** start **
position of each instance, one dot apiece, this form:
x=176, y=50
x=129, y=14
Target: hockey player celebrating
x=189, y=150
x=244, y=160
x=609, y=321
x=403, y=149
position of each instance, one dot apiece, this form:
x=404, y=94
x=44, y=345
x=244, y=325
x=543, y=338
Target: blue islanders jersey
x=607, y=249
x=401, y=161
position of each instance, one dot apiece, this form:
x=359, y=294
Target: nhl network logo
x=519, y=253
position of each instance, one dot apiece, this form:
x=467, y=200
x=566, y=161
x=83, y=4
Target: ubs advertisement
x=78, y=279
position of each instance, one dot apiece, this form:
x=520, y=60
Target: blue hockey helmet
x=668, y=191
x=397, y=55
** end **
** start **
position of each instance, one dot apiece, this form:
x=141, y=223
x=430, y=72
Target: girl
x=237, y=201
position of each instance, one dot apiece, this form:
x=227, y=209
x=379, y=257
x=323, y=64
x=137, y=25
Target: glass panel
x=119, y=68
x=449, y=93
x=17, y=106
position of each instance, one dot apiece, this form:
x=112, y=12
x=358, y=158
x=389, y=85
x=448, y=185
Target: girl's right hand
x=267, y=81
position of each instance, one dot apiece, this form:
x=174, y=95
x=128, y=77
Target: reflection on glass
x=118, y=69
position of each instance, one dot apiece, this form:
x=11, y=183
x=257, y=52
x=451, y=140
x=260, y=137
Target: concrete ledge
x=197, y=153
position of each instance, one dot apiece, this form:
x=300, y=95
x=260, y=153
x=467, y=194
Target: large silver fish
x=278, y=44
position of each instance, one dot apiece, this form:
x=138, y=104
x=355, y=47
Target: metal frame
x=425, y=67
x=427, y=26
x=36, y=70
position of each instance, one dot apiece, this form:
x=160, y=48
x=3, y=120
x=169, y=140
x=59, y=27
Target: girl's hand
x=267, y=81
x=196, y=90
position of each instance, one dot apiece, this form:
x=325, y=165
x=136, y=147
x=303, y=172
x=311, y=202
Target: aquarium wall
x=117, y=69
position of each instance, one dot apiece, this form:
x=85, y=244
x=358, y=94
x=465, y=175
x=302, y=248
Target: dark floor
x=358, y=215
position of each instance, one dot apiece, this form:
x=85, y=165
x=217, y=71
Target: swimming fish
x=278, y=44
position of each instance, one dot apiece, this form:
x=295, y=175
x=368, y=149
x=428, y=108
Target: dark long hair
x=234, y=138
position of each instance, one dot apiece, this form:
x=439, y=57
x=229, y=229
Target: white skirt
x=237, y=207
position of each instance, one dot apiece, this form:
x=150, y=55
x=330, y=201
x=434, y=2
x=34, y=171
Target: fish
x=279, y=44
** end **
» **The request**
Pull every line from the listing above that contains the word "dark" and copy each one unchanged.

» **The completed task**
Target: dark floor
Target: dark long hair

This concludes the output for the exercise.